### DOCUMENT SECTION
- - - - -

Re: [PATCH 5/7] fanotify: limit number of event merge attempts

Jan Kara <jack@xxxxxxx> · Wed, 15 Sep 2021 18:33:34 +0200

On Wed 15-09-21 15:39:13, Amir Goldstein wrote:
> On Mon, Mar 1, 2021 at 3:08 PM Jan Kara <jack@xxxxxxx> wrote:
> >
> > On Sat 27-02-21 10:31:52, Amir Goldstein wrote:
> > > On Tue, Feb 2, 2021 at 6:20 PM Amir Goldstein <amir73il@xxxxxxxxx> wrote:
> > > >
> > > > Event merges are expensive when event queue size is large.
> > > > Limit the linear search to 128 merge tests.
> > > > In combination with 128 hash lists, there is a potential to
> > > > merge with up to 16K events in the hashed queue.
> > > >
> > > > Signed-off-by: Amir Goldstein <amir73il@xxxxxxxxx>
> > > > ---
> > > >  fs/notify/fanotify/fanotify.c | 6 ++++++
> > > >  1 file changed, 6 insertions(+)
> > > >
> > > > diff --git a/fs/notify/fanotify/fanotify.c b/fs/notify/fanotify/fanotify.c
> > > > index 12df6957e4d8..6d3807012851 100644
> > > > --- a/fs/notify/fanotify/fanotify.c
> > > > +++ b/fs/notify/fanotify/fanotify.c
> > > > @@ -129,11 +129,15 @@ static bool fanotify_should_merge(struct fsnotify_event *old_fsn,
> > > >         return false;
> > > >  }
> > > >
> > > > +/* Limit event merges to limit CPU overhead per event */
> > > > +#define FANOTIFY_MAX_MERGE_EVENTS 128
> > > > +
> > > >  /* and the list better be locked by something too! */
> > > >  static int fanotify_merge(struct list_head *list, struct fsnotify_event *event)

- - - - -

### GIVEN PROBLEM
Reproduce the part of the fanotify patch reply that starts at "On Wed 15-09-21" and ends at "the hashed queue.". The entries have no connection to the fanotify patch reply.

### DATASET ENTRIES
- - - - -

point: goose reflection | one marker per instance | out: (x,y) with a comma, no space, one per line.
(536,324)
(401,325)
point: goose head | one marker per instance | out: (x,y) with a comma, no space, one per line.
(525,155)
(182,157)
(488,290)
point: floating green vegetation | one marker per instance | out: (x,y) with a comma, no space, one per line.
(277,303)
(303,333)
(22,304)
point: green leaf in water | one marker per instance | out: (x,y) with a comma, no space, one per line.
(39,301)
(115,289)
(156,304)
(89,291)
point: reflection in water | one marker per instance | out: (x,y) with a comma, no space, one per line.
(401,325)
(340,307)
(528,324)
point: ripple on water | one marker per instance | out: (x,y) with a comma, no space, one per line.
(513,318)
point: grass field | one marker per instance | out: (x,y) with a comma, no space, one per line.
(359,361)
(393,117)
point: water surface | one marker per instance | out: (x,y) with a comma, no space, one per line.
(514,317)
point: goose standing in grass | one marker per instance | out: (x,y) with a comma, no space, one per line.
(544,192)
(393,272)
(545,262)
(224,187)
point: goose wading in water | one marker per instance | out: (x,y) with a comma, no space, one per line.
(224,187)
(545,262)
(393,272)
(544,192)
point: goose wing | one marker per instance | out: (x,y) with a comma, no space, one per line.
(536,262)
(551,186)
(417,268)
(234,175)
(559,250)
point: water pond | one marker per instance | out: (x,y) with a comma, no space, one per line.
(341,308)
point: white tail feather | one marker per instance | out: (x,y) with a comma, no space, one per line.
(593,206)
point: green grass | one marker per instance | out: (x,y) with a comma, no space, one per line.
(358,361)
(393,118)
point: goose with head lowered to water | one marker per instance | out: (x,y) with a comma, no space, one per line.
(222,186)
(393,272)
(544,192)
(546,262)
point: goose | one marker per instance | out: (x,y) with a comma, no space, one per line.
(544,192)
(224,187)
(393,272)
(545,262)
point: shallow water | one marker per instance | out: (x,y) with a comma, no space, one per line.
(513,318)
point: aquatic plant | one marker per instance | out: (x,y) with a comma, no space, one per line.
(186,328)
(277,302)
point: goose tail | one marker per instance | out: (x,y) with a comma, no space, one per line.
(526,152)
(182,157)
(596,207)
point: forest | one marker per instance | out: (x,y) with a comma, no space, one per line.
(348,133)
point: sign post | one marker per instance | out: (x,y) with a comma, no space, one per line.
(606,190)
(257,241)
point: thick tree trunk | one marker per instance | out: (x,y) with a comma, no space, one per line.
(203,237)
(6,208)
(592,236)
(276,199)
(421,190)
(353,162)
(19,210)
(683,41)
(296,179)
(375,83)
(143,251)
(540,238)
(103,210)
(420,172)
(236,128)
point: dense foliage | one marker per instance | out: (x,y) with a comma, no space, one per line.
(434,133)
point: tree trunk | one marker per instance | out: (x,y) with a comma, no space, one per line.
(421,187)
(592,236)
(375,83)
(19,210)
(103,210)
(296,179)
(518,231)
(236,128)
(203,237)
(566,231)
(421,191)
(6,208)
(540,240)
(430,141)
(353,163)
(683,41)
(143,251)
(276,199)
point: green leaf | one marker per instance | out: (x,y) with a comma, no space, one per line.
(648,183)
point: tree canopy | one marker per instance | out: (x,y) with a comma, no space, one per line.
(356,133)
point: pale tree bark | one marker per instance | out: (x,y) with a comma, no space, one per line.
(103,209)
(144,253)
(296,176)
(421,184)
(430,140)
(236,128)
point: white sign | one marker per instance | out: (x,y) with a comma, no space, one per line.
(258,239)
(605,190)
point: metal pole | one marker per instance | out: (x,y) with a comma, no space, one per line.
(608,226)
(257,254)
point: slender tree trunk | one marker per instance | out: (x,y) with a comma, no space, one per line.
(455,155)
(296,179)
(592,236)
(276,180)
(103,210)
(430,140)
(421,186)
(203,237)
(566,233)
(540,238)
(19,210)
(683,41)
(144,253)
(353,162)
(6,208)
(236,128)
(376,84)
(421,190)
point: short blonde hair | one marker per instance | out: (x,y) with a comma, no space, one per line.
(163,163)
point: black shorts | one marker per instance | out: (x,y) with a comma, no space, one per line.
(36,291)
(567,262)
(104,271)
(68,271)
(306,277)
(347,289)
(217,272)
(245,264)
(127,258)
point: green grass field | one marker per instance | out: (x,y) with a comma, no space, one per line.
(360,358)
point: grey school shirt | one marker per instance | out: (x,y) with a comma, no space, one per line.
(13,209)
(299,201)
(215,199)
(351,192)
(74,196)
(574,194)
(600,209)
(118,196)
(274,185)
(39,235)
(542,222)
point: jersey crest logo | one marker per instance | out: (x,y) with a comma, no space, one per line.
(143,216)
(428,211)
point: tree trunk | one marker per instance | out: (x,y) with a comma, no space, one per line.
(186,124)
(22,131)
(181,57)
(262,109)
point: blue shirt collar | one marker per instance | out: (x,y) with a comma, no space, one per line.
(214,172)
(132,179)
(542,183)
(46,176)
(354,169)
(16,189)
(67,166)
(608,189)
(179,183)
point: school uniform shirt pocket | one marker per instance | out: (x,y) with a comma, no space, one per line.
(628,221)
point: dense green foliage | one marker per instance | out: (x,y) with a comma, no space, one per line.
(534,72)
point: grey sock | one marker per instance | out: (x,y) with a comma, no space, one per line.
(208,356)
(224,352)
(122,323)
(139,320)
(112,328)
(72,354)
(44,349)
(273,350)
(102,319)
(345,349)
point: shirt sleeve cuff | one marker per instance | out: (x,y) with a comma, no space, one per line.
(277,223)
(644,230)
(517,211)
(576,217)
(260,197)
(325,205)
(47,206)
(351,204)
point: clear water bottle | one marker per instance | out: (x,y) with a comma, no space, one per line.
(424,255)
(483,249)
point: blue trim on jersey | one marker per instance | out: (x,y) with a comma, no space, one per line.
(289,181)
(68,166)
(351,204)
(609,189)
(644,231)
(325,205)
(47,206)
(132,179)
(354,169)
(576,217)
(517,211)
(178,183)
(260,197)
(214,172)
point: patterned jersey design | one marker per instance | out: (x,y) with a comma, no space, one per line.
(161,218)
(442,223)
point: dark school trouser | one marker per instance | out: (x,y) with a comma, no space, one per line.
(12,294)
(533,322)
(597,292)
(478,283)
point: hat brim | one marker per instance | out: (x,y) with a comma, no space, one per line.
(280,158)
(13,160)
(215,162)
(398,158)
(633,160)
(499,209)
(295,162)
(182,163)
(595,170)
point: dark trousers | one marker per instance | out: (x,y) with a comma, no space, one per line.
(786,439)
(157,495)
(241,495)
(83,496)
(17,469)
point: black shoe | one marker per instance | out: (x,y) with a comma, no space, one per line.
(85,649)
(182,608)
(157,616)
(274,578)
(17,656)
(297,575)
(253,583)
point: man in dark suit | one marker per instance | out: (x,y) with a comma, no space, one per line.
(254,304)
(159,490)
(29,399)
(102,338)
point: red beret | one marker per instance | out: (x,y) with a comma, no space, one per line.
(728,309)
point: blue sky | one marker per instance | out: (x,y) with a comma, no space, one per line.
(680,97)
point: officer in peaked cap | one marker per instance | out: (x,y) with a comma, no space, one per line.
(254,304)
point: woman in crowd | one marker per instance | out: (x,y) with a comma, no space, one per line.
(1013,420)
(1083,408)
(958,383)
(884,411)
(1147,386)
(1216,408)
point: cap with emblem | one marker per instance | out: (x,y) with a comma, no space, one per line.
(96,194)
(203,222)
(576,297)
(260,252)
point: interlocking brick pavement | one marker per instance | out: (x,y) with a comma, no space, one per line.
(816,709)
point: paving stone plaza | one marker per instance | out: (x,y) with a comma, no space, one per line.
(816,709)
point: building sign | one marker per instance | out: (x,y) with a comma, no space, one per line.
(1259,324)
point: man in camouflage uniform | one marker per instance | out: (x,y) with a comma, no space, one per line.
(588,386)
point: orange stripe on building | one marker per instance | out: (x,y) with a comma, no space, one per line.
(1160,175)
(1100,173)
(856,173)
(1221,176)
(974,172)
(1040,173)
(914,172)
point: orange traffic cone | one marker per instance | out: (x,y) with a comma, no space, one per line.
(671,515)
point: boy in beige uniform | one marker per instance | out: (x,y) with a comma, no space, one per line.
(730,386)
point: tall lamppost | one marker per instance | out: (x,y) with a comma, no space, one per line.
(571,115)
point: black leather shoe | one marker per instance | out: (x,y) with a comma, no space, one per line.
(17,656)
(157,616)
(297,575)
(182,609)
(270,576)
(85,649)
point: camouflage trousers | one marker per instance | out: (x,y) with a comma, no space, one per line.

- - - - -

### SOLUTION TO THE PROBLEM
On Wed 15-09-21 15:39:13, Amir Goldstein wrote:
> On Mon, Mar 1, 2021 at 3:08 PM Jan Kara <jack@xxxxxxx> wrote:
> >
> > On Sat 27-02-21 10:31:52, Amir Goldstein wrote:
> > > On Tue, Feb 2, 2021 at 6:20 PM Amir Goldstein <amir73il@xxxxxxxxx> wrote:
> > > >
> > > > Event merges are expensive when event queue size is large.
> > > > Limit the linear search to 128 merge tests.
> > > > In combination with 128 hash lists, there is a potential to
> > > > merge with up to 16K events in the hashed queue.